STATED TASK:
Render every line of the items below as a JSON list of strings, one string per line. Skip blank lines and leave the pictures out.

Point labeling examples
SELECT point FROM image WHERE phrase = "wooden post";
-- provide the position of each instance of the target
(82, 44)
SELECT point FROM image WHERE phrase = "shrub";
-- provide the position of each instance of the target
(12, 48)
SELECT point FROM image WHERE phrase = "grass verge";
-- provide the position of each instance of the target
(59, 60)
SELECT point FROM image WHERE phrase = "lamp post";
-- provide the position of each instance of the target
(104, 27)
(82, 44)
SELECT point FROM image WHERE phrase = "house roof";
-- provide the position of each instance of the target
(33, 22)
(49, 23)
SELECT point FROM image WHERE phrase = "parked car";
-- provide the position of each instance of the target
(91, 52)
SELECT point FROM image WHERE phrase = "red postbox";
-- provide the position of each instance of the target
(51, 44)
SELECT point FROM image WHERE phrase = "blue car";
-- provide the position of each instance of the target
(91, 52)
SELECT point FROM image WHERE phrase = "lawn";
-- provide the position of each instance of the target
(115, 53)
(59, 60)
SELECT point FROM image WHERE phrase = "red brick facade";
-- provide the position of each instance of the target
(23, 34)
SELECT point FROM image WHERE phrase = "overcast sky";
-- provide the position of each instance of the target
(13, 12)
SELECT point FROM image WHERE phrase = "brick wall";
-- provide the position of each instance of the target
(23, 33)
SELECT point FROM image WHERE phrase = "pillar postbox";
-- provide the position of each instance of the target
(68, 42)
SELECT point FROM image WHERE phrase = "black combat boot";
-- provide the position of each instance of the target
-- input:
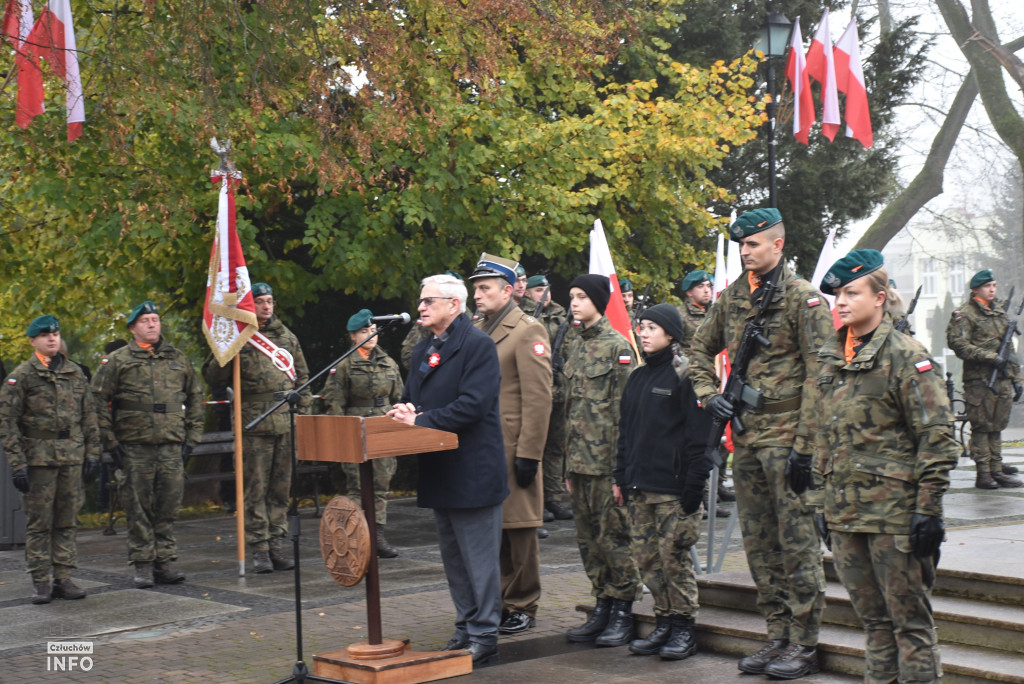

OUTPUT FOR THIS EXERCISE:
[
  "SELECT point FROM image WHERE phrase = \"wooden post\";",
  "-- provide the position of each instance of the target",
  "(82, 44)",
  "SELECT point FROM image WHERE phrase = \"shrub\";",
  "-- provide the position of each instance of the target",
  "(12, 48)",
  "SELECT point FROM image WHERE phrase = \"grass verge\";",
  "-- provide the position of each instance of the target",
  "(59, 60)",
  "SELECT point FROM image WHERE phrase = \"lamp post\";",
  "-- provide the position of each instance of the target",
  "(104, 27)",
  "(82, 44)",
  "SELECT point FROM image WHERE phrase = \"house roof\";",
  "-- provide the position of each instance of the target",
  "(33, 22)",
  "(49, 23)",
  "SELECT point FROM image WHERE phrase = \"parked car\";",
  "-- provide the position of each instance of the target",
  "(91, 52)",
  "SELECT point FROM image WHERE phrase = \"red postbox\";",
  "-- provide the position of each instance of the target",
  "(51, 44)",
  "SELECT point FROM image WHERE phrase = \"blue car\";",
  "-- provide the position of each instance of the target",
  "(91, 52)",
  "SELECT point FROM image WHERE phrase = \"lawn\";",
  "-- provide the position of each instance of the target",
  "(115, 53)",
  "(59, 60)",
  "SELECT point FROM image WHERE phrase = \"red brick facade\";",
  "-- provide the position of each instance of the target",
  "(23, 34)",
  "SELECT point FROM image WHERE phrase = \"overcast sky\";",
  "-- provide the position of each instance of the target",
  "(13, 12)",
  "SELECT point FROM image WHERE phrase = \"brick wall\";",
  "-- provide the position of each instance of the target",
  "(23, 33)",
  "SELECT point FROM image WHERE phrase = \"pillar postbox\";",
  "-- provide the position of each instance of the target",
  "(68, 42)",
  "SELECT point FROM image WHERE phrase = \"black combat boot\";",
  "-- provide the position of each instance of the target",
  "-- input:"
]